#### Provided passage:
....
When I popped in Phantom Kingdom for the first time, I was seriously wondering where Tenpei Sato was going to go. He had already done everything possible, and I could not foresee him doing anything better than Phantom Brave. Let me tell you, I was surprised to find out that Tenpei Sato didn't compose Phantom Kingdom. Who composed in his place, you ask? Why, none other than the good folks at Super Sweep! With the exception of Shinji Hosoe (who I don't particularly care for), nearly the whole Super Sweep team is present on this album. Phantom Kingdom is a blessing. Hopefully Mr. Sato can find a job composing for a whole new set of games so that he can further explore his musical abilities.

If you're unsure about Super Sweep, rest assured, they'll sweep you away. While I'm not particularly fond of some of their previous music (which I won't go into, because 89.5 percent of you who are reading this will be instantly turned off by their musical contributions to a "certain" Square Enix title), I was impressed by the level of quality. Super Sweep not only took things to the next level, but they did their homework.. If you like Tenpei Sato, you can hear bits and pieces of his musical style here and there, as well as an arrangement of "Great Wilder" from Disgaea and La Pucelle. If Tenpei Sato had no direct involvement in the making of this album, then the homage Super Sweep pays to him ought to make him proud.
....
#### Dataset extract:
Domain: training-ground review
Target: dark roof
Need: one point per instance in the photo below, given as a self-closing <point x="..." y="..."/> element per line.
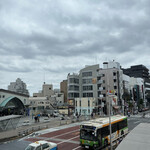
....
#### What to produce:
Answer these questions from the Phantom Kingdom review.
(a) Which group composed Phantom Kingdom in place of Tenpei Sato?
(b) Which member of that group is named as the exception to the team's presence on the album?
(c) Which piece from Disgaea and La Pucelle appears on the album as an arrangement?

#### Task solution:
(a) Super Sweep
(b) Shinji Hosoe
(c) "Great Wilder"